● **SUPPLIED RECORDS**:
Segment Open
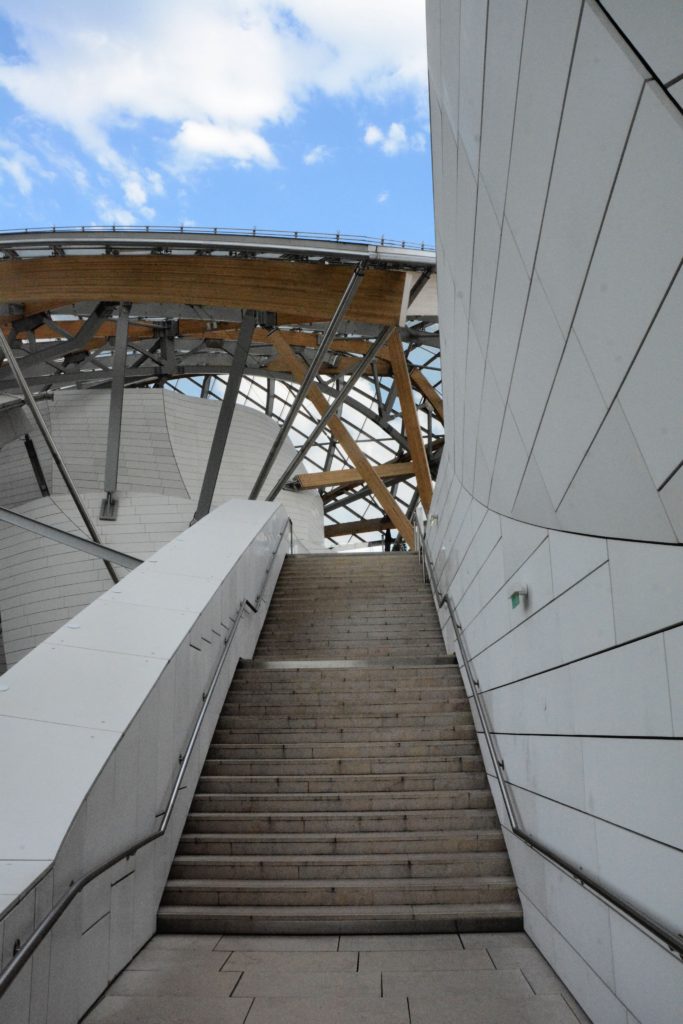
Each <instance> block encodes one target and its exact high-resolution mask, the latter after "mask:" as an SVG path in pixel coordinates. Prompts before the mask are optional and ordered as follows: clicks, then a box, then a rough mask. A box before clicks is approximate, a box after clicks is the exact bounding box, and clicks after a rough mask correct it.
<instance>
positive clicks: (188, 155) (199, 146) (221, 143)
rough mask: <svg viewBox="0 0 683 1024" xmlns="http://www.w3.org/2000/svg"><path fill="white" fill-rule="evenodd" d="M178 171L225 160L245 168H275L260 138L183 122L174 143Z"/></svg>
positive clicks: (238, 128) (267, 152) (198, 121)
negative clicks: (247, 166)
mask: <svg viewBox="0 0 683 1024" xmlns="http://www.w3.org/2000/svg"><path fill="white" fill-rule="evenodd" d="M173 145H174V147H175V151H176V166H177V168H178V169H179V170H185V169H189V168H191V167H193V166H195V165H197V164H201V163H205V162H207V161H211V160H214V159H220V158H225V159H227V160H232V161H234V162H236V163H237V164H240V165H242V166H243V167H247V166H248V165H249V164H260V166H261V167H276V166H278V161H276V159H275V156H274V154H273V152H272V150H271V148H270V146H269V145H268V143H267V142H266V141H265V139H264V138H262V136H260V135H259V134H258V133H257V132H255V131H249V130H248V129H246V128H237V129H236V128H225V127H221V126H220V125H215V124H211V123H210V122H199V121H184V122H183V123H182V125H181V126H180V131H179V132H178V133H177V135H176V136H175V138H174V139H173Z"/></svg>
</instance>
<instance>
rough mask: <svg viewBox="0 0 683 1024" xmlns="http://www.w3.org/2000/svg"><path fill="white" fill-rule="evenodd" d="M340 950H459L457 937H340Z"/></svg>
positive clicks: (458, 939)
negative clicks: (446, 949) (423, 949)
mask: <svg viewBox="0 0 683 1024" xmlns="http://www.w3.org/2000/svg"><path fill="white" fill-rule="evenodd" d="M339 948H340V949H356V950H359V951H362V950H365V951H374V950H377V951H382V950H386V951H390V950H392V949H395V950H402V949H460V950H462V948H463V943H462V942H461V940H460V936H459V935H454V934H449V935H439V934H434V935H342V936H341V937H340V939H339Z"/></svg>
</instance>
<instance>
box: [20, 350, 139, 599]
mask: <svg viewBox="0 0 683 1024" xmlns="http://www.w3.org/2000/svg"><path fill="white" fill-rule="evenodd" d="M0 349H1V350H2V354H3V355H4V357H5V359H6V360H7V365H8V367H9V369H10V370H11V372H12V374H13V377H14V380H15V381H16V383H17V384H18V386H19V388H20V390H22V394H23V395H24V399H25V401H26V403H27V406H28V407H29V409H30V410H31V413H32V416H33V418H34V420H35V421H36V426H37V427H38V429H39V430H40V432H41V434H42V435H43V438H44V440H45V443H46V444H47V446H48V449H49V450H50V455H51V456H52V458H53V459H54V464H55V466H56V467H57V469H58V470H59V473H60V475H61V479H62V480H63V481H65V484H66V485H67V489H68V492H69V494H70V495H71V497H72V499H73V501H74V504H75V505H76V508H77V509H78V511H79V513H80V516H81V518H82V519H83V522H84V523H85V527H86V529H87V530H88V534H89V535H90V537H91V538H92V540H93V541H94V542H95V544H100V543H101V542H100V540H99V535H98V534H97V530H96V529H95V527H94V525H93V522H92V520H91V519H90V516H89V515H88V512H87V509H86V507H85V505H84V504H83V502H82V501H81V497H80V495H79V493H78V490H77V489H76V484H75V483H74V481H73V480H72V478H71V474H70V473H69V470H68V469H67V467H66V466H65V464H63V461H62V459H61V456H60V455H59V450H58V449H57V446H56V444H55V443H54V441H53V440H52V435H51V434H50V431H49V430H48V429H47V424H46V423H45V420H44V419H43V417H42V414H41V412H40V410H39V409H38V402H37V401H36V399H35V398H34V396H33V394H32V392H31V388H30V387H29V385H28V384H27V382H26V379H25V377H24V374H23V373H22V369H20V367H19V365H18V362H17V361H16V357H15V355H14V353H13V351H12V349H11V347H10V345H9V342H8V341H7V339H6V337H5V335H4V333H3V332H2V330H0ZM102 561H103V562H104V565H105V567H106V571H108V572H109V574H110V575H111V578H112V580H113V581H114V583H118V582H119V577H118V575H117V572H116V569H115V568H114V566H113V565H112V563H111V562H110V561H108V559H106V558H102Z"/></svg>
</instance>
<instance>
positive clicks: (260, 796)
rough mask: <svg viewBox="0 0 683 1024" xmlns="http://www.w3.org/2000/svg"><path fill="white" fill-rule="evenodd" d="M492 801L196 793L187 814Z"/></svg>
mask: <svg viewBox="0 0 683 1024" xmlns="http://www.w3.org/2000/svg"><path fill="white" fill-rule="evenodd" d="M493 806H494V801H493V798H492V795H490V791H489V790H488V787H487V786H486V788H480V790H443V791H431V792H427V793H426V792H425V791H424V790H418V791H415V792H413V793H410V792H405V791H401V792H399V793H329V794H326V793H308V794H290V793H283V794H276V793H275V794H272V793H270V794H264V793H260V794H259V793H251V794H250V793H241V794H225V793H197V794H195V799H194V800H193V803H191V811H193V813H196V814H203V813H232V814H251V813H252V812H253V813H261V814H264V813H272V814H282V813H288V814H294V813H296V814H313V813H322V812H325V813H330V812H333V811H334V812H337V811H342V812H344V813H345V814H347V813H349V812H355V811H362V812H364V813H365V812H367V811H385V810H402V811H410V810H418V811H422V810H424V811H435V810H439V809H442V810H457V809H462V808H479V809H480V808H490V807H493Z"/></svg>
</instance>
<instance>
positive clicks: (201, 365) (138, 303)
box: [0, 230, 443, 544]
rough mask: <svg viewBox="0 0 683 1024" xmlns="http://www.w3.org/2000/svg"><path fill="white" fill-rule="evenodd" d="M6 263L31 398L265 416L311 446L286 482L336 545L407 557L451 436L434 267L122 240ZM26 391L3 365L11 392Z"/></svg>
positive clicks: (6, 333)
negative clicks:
Segment Closed
● **DIRECTIONS FOR THIS TASK**:
Within the records, on how many lines does the word "positive" appear? Provide the number alone.

● **PROBLEM SOLUTION**:
6